## Stated goal:
Reproduce the sabre/xml documentation on reading XML below verbatim and in full.

## Quoted passage:
>>>>

Reading XML

sabre/xml has a reader class called Sabre\Xml\Reader. This class extends PHP's built-in XMLReader class.

The reader is extended quite a bit. So while you can find the exact same API methods as in PHP's class, the way you interact with the reader will likely look different.

Often you can just parse your XML documents by using the reader like this:

$reader = new Sabre\Xml\Reader();
$reader->xml($xml);
$result = $reader->parse();

However, we recommend using the Service object instead. It's optional, but it adds a few nice features. All of the following examples will be using this boilerplate instead to parse XML:

$service = new Sabre\Xml\Service();
$result = $service->parse($xml);

Converting XML to a PHP array

Let's take the following XML as our primary example.

<?xml version="1.0" encoding="utf-8"?>
<books xmlns="http://example.org/books">
    <book>
        <title>Snow Crash</title>
        <author>Neil Stephenson</author>
    </book>
    <book>
        <title>Dune</title>
        <author>Frank Herbert</author>
    </book>
</books>

To convert this XML to a PHP array, we can just run this:

$service = new Sabre\Xml\Service();

print_r($service->parse($xml));

The output for this, is quite big:

Array
    (
        [0] => Array
            (
                [name] => {http://example.org/books}book
                [value] => Array
                    (
                        [0] => Array
                            (
                                [name] => {http://example.org/books}title
                                [value] => Snow Crash
                                [attributes] => Array
                                    (
                                    )

                            )

<<<<

## Available data:
>>>>

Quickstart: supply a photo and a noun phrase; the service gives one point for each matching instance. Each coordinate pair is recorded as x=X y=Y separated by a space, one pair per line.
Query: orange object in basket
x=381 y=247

<<<<

## Response:
Reading XML

sabre/xml has a reader class called Sabre\Xml\Reader. This class extends PHP's built-in XMLReader class.

The reader is extended quite a bit. So while you can find the exact same API methods as in PHP's class, the way you interact with the reader will likely look different.

Often you can just parse your XML documents by using the reader like this:

$reader = new Sabre\Xml\Reader();
$reader->xml($xml);
$result = $reader->parse();

However, we recommend using the Service object instead. It's optional, but it adds a few nice features. All of the following examples will be using this boilerplate instead to parse XML:

$service = new Sabre\Xml\Service();
$result = $service->parse($xml);

Converting XML to a PHP array

Let's take the following XML as our primary example.

<?xml version="1.0" encoding="utf-8"?>
<books xmlns="http://example.org/books">
    <book>
        <title>Snow Crash</title>
        <author>Neil Stephenson</author>
    </book>
    <book>
        <title>Dune</title>
        <author>Frank Herbert</author>
    </book>
</books>

To convert this XML to a PHP array, we can just run this:

$service = new Sabre\Xml\Service();

print_r($service->parse($xml));

The output for this, is quite big:

Array
    (
        [0] => Array
            (
                [name] => {http://example.org/books}book
                [value] => Array
                    (
                        [0] => Array
                            (
                                [name] => {http://example.org/books}title
                                [value] => Snow Crash
                                [attributes] => Array
                                    (
                                    )

                            )